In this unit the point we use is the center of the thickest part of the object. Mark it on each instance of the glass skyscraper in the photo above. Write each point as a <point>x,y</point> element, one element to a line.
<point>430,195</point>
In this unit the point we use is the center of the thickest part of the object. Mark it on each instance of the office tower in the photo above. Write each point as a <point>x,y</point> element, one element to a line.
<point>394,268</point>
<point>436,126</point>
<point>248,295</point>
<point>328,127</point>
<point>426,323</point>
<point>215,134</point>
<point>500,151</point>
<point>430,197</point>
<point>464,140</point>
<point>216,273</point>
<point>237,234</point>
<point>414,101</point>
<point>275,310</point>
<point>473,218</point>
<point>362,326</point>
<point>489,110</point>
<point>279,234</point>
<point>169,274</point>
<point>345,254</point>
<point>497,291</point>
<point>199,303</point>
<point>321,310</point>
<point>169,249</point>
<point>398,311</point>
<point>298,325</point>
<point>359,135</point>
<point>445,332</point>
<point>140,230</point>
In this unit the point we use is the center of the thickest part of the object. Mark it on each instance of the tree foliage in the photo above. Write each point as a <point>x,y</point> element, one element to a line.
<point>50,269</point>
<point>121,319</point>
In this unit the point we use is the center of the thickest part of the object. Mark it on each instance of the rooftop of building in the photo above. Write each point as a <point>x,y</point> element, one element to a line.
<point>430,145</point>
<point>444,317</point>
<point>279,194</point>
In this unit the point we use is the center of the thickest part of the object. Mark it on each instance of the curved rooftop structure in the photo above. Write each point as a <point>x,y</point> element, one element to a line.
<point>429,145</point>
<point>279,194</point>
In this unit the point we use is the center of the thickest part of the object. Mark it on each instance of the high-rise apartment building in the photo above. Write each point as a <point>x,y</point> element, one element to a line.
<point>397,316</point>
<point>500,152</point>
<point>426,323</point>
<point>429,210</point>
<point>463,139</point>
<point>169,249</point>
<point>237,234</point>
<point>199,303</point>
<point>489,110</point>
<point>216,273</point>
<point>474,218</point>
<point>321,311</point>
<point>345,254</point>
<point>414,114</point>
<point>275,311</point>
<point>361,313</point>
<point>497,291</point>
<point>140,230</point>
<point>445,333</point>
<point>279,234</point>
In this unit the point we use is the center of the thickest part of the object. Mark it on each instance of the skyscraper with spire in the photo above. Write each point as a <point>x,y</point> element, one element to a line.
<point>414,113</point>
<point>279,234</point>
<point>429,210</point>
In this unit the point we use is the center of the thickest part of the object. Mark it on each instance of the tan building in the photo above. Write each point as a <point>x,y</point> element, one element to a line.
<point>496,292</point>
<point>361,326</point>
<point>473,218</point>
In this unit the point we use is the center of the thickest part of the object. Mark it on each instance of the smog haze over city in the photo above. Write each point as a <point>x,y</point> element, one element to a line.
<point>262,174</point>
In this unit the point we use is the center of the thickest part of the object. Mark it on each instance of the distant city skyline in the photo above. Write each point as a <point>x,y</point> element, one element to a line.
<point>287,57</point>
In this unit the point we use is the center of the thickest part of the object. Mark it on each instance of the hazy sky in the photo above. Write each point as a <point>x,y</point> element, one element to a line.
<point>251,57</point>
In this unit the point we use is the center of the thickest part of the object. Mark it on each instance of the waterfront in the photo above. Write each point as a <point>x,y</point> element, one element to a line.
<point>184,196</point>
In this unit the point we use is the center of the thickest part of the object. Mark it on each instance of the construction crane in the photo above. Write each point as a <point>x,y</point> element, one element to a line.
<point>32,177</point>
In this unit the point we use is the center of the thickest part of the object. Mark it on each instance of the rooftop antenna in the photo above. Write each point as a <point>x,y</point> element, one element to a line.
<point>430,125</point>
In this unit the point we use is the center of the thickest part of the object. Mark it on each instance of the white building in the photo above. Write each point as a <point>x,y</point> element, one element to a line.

* YOUR INSTRUCTIONS: When you reach the end of the listing, print it again in full, exactly as given.

* REPLY:
In this unit the point we use is the center of the thickest part of the object. Mark it on each instance of the glass skyscraper in the photo above. Write each point as a <point>x,y</point> element, one element to a line.
<point>430,195</point>
In this unit the point we use is the center of the thickest part of the object. Mark it on each instance of the office tower in the photo above. Write each point as a <point>x,y</point> element, one element to a line.
<point>394,268</point>
<point>436,126</point>
<point>248,295</point>
<point>328,127</point>
<point>426,323</point>
<point>215,134</point>
<point>500,151</point>
<point>430,197</point>
<point>464,140</point>
<point>216,273</point>
<point>237,234</point>
<point>414,101</point>
<point>275,310</point>
<point>473,218</point>
<point>362,326</point>
<point>489,110</point>
<point>279,234</point>
<point>169,274</point>
<point>345,254</point>
<point>497,291</point>
<point>199,303</point>
<point>321,310</point>
<point>169,249</point>
<point>398,311</point>
<point>298,325</point>
<point>359,135</point>
<point>445,332</point>
<point>140,230</point>
In this unit the point we use is the center of the thickest part of the object. Mark it on each instance of the tree foliage in the photo above. Write each point as a <point>x,y</point> element, one element to a line.
<point>50,269</point>
<point>121,319</point>
In this unit the point we use is the center of the thickest part of the object. Mark it on each instance of the rooftop of building in the photo above. Write each point as a <point>x,y</point> element, one element to a line.
<point>430,145</point>
<point>444,317</point>
<point>279,194</point>
In this unit the point we use is the center of the thickest part of the object. Mark it on each instance of the curved rooftop structure in the photo above. Write each point as a <point>x,y</point> element, one element to a line.
<point>429,145</point>
<point>279,194</point>
In this unit the point we use is the center of the thickest part of the object. Mark it on each instance of the high-rise apartment building in the photo above. Write each point as a <point>x,y</point> element, one element to a line.
<point>397,316</point>
<point>500,152</point>
<point>426,323</point>
<point>429,210</point>
<point>463,139</point>
<point>169,249</point>
<point>237,234</point>
<point>199,303</point>
<point>489,110</point>
<point>216,273</point>
<point>474,218</point>
<point>321,311</point>
<point>345,254</point>
<point>414,114</point>
<point>275,311</point>
<point>361,313</point>
<point>497,291</point>
<point>140,230</point>
<point>445,333</point>
<point>279,234</point>
In this unit the point we use is the center of the thickest part of the object. Mark it on each instance of the skyscraper with spire in the photo above. Write each point as a <point>x,y</point> element, one element to a line.
<point>414,113</point>
<point>279,234</point>
<point>429,210</point>
In this unit the point we use is the center of the thickest part of the object. Mark it on each instance of the tan building in the photo above. Write each point as a <point>x,y</point> element, one element to a line.
<point>496,292</point>
<point>361,326</point>
<point>473,218</point>
In this unit the point we use is the center of the thickest part of the object. Mark it on each instance of the smog haze over city in the photo above. Write each point as a <point>x,y</point> element, one element to a line.
<point>262,174</point>
In this unit the point we use is the center of the thickest part of the object. Mark it on each instance of the distant city skyline in the photo above. Write each point as a <point>x,y</point> element, one element to a line.
<point>287,57</point>
In this unit the point we use is the center of the thickest part of the object. Mark it on each instance of the hazy sky in the photo above. Write each point as a <point>x,y</point> element, one element to a line.
<point>251,57</point>
In this unit the point we use is the center of the thickest part of the object. Mark it on each instance of the waterfront in the photo above. Write each point as a <point>x,y</point> element, one element to a line.
<point>184,196</point>
In this unit the point we use is the center of the thickest part of the object. Mark it on each instance of the construction crane in the photo above. Write each point as a <point>x,y</point> element, one element to a line.
<point>32,177</point>
In this unit the point we use is the center of the thickest part of the object. Mark it on each instance of the rooftop antenna in the photo above. Write each point as a <point>x,y</point> element, one element to a line.
<point>430,125</point>
In this unit the point we use is the center of the thickest part of the object. Mark it on each instance of the white building in the photo above. Write each point as a <point>x,y</point> element, one element to a line.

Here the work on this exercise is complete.